> _WHAT TO WORK ON_
[A] The book review page gives a nickname for Cussy in the reviewer's comments. In one to three sentences, explain why she has that nickname.
[B] The book review page's synopsis names the things Cussy is fiercely determined to do. List all of them.

> _PAGE TEXT_
▼

Showing posts with label Appalachia. Show all posts
Showing posts with label Appalachia. Show all posts

Friday, January 17, 2020

11. The Book Woman of Troublesome Creek by Kim Michele Richardson

listened to Audio - borrowed from Bosler Library
narrated  by Katie Schorr
Unabridged audio (9:26)
2019 Sourcebooks Landmark
308 pgs.
Adult Historical Fiction
Finished 1/17/2020
Goodreads rating:  4.25 - 18,615 ratings
My rating: 5
Setting: 1936 Kentucky

First line/s:  "The librarian and her mule spotted it at the same time."

My comments:  Based on numerous historical facts and beautifully written.  Cussy - nicknamed Bluett because of her blue skin - riders her ornery mule, Junia, through treacherous eastern Kentucky mountains to deliver precious books and magazines to her poor, starving "patrons."  Ostracized with other people of color, she and her father - a coal miner dying of lung sickness - struggle to make a living and survive in the harshest of bad times.  There are lots of characters, all so well written that they quickly become unforgettable.  But no matter how difficult circumstances or situations become, Cussy's strong will and compassion carry her through.  I'm so glad I read this book, I almost didn't.  Will I remember it, will the story and its circumstances resonate?  Absolutely.

Goodreads synopsis:  In 1936, tucked deep into the woods of Troublesome Creek, KY, lives blue-skinned 19-year-old Cussy Carter, the last living female of the rare Blue People ancestry. The lonely young Appalachian woman joins the historical Pack Horse Library Project of Kentucky and becomes a librarian, riding across slippery creek beds and up treacherous mountains on her faithful mule to deliver books and other reading material to the impoverished hill people of Eastern Kentucky.
          Along her dangerous route, Cussy, known to the mountain folk as Bluet, confronts those suspicious of her damselfly-blue skin and the government's new book program. She befriends hardscrabble and complex fellow Kentuckians, and is fiercely determined to bring comfort and joy, instill literacy, and give to those who have nothing, a bookly respite, a fleeting retreat to faraway lands.
          The Book Woman of Troublesome Creek is a powerful message about how the written word affects people--a story of hope and heartbreak, raw courage and strength splintered with poverty and oppression, and one woman's chances beyond the darkly hollows. Inspired by the true and historical blue-skinned people of Kentucky and the brave and dedicated Kentucky Pack Horse library service, The Book Woman of Troublesome Creek showcases a bold and unique tale of the Packhorse Librarians in literary novels — a story of fierce strength and one woman's belief that books can carry us anywhere — even back home.

Monday, April 15, 2013

14. Flight Behavior - Barbara Kingsolver

Audio read by the author, beautifully!

▲

> _EXERCISE DATA_
▼

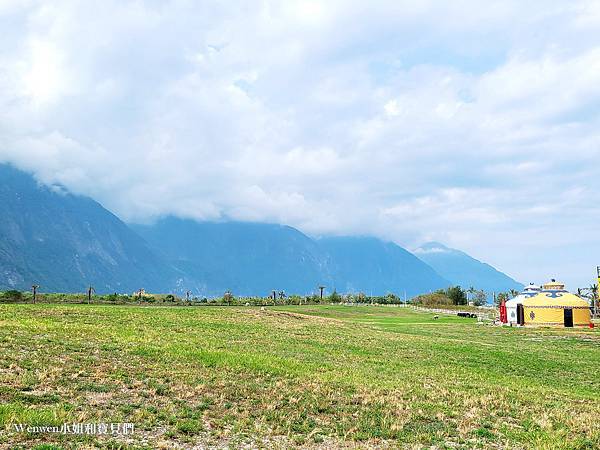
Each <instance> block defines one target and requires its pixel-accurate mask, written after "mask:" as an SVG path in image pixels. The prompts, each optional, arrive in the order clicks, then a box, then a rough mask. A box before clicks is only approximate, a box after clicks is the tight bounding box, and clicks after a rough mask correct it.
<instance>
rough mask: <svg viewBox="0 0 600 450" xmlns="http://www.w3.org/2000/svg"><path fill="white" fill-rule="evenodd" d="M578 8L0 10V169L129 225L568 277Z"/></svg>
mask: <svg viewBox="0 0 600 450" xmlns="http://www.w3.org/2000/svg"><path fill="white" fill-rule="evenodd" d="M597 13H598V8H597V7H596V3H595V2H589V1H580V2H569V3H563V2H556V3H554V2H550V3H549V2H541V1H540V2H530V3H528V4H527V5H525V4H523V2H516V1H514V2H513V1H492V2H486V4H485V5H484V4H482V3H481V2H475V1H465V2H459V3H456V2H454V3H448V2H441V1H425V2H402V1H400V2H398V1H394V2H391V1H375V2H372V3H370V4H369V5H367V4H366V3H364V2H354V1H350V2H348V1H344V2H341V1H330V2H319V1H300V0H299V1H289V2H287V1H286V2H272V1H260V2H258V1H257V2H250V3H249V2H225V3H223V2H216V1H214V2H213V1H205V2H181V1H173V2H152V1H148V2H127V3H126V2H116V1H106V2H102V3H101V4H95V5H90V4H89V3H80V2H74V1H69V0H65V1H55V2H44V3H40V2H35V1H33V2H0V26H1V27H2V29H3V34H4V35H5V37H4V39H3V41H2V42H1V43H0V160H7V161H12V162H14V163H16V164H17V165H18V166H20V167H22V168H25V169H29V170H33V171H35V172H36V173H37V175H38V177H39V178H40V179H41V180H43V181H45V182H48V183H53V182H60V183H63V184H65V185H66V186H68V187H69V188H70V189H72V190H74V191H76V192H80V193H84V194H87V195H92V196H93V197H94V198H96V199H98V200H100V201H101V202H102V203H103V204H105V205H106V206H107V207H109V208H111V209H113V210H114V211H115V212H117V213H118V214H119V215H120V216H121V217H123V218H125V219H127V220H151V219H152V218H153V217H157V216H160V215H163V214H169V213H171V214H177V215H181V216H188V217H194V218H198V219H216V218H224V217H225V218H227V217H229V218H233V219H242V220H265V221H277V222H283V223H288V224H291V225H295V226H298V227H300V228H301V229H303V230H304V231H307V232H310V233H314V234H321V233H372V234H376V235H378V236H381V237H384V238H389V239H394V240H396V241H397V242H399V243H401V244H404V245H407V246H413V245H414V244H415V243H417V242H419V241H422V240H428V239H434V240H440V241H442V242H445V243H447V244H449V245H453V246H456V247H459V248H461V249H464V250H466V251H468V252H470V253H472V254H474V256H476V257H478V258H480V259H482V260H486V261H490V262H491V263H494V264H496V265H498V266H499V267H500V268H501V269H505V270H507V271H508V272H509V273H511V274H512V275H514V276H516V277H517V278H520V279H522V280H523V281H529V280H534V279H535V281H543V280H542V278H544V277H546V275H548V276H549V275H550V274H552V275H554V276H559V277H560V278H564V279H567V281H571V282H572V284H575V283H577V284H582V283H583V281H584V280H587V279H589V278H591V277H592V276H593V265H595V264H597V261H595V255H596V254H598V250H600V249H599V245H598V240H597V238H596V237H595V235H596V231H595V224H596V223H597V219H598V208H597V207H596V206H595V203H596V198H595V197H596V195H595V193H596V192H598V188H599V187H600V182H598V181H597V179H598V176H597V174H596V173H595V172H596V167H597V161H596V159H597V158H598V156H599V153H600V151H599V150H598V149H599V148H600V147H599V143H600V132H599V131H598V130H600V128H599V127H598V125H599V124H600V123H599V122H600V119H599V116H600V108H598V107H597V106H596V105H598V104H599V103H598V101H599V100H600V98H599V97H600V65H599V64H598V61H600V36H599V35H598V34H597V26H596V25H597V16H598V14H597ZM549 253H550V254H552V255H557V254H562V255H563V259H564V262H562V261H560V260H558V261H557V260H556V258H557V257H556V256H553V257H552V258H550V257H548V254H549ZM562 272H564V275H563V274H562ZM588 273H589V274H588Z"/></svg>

▲

> _OUTPUTS BY TASK_
[A] Cussy is nicknamed Bluett because of her blue skin.

[B]
- Bring comfort and joy
- Instill literacy
- Give to those who have nothing a bookly respite, a fleeting retreat to faraway lands